Assignment: Give the lines below again exactly, starting with the line that holds "Could you please point out the leaf surface" and going on through the line that holds "Could you please point out the butterfly foreleg".

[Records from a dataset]
Content starts

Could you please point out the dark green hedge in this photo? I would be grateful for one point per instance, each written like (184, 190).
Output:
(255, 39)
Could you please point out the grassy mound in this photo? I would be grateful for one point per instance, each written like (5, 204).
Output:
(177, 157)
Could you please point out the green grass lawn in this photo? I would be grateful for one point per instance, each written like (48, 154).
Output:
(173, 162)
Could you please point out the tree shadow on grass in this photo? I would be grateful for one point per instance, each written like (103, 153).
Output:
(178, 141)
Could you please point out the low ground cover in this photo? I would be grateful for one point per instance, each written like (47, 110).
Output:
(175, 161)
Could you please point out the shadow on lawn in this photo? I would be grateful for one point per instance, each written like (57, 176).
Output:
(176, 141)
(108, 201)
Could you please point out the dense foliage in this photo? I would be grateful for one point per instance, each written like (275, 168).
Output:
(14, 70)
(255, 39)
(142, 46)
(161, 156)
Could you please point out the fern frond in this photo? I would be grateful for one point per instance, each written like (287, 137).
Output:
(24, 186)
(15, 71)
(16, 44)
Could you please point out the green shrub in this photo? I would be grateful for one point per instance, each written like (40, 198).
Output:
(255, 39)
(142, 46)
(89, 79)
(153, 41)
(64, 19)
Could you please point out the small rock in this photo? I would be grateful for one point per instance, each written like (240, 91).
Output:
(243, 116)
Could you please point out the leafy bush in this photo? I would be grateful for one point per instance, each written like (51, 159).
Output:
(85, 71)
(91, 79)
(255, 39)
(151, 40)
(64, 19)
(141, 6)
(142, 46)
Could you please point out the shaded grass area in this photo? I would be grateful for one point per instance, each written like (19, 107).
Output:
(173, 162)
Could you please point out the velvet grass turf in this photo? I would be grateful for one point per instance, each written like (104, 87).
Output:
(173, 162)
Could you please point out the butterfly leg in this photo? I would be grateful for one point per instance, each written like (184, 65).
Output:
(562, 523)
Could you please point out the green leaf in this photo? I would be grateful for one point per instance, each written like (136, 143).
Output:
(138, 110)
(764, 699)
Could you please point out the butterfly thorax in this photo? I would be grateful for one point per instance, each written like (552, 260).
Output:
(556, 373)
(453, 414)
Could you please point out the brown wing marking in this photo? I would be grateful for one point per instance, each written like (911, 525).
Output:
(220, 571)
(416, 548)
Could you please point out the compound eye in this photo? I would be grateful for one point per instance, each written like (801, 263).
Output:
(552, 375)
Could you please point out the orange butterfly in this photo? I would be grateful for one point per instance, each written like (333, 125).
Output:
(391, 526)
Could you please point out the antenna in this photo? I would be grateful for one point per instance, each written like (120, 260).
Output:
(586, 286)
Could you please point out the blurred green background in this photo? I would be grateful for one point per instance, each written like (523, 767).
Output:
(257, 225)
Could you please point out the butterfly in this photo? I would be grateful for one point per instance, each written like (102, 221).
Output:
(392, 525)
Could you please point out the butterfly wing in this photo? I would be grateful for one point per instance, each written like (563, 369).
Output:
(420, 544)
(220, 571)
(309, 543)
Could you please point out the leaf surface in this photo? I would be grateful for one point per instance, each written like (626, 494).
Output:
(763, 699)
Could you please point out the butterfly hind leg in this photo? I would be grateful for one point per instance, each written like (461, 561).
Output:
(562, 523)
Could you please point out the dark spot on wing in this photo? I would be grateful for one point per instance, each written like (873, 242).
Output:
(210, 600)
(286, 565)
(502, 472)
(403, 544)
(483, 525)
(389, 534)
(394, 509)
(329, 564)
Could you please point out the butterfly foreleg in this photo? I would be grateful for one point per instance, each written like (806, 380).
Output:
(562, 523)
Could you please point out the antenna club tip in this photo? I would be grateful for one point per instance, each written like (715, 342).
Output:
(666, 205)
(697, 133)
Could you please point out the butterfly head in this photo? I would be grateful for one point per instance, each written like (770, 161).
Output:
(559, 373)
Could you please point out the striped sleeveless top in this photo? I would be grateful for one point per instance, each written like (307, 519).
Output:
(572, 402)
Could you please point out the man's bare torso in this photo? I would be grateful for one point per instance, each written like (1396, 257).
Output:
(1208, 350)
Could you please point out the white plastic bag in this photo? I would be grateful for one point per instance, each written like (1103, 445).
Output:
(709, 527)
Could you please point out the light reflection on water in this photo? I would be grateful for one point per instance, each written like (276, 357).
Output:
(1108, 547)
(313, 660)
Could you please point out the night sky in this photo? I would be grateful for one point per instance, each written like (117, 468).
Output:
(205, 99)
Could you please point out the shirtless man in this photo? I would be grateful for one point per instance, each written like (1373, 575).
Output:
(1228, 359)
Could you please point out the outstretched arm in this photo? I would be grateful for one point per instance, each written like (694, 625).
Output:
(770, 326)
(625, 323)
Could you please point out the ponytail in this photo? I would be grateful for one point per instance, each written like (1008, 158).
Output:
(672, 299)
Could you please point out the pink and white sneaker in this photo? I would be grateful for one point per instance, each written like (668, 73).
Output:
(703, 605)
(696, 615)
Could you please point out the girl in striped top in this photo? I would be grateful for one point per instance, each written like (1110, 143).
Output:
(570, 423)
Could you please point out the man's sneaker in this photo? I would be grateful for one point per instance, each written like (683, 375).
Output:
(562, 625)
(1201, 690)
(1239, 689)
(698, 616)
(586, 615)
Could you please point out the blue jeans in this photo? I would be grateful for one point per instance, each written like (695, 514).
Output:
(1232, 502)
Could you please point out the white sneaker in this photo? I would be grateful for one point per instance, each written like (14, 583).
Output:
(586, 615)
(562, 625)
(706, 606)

Content ends

Result for this exercise:
Could you please point out the leaf surface in this photo? I would be grateful for one point per instance, each written like (626, 494).
Output:
(763, 699)
Could you please point out the butterfly hind leg in this photo? I would be grateful for one point per instance, each written like (461, 561).
Output:
(562, 523)
Could you please point out the dark spot on wing in this photo? I would be grateful for one point per instance, each written like (873, 242).
Output:
(210, 600)
(286, 565)
(502, 472)
(403, 544)
(483, 525)
(389, 534)
(394, 509)
(329, 564)
Could you please point out the butterfly foreleg in this photo? I would be grateful for one point per instance, each written like (806, 380).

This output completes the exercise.